● Exercise description:
Render the records as a Markdown table with the columns Row and Line, starting with their first line and going on through the line that contains "xmin=229 ymin=129 xmax=266 ymax=377", both included. Number each row and leave out blank lines.
## begin
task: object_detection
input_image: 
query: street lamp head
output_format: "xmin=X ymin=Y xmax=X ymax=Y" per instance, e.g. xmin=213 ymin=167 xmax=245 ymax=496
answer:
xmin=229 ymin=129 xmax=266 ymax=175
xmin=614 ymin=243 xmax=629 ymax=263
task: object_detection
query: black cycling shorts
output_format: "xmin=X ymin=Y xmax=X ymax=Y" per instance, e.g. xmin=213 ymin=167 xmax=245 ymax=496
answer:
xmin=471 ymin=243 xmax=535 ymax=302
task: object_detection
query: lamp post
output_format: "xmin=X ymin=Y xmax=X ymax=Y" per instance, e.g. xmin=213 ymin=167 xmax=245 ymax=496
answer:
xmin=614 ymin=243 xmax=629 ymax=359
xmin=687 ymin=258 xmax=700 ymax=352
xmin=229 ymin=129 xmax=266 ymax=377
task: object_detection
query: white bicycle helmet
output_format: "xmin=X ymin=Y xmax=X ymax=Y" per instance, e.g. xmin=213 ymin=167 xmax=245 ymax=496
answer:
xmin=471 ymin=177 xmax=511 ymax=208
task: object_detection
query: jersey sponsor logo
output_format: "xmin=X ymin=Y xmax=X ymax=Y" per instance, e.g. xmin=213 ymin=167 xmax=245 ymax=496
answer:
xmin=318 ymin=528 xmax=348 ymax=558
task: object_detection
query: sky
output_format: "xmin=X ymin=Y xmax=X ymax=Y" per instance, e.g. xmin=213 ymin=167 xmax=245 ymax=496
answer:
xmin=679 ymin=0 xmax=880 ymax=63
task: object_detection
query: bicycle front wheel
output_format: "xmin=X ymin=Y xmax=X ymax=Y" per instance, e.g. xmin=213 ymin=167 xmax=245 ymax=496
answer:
## end
● Written response:
| Row | Line |
|---|---|
| 1 | task: object_detection |
| 2 | input_image:  |
| 3 | query: street lamp head |
| 4 | output_format: "xmin=X ymin=Y xmax=X ymax=Y" per instance, e.g. xmin=213 ymin=167 xmax=245 ymax=496 |
| 5 | answer: |
| 6 | xmin=229 ymin=129 xmax=266 ymax=175 |
| 7 | xmin=614 ymin=243 xmax=629 ymax=263 |
| 8 | task: object_detection |
| 9 | query: black cycling shorts |
| 10 | output_format: "xmin=X ymin=Y xmax=X ymax=Y" per instance, e.g. xmin=213 ymin=167 xmax=245 ymax=496 |
| 11 | answer: |
| 12 | xmin=471 ymin=243 xmax=535 ymax=302 |
| 13 | task: object_detection |
| 14 | query: lamp post |
| 15 | output_format: "xmin=X ymin=Y xmax=X ymax=Y" per instance, e.g. xmin=213 ymin=167 xmax=245 ymax=496 |
| 16 | answer: |
| 17 | xmin=614 ymin=243 xmax=629 ymax=359 |
| 18 | xmin=687 ymin=258 xmax=700 ymax=352 |
| 19 | xmin=229 ymin=129 xmax=266 ymax=377 |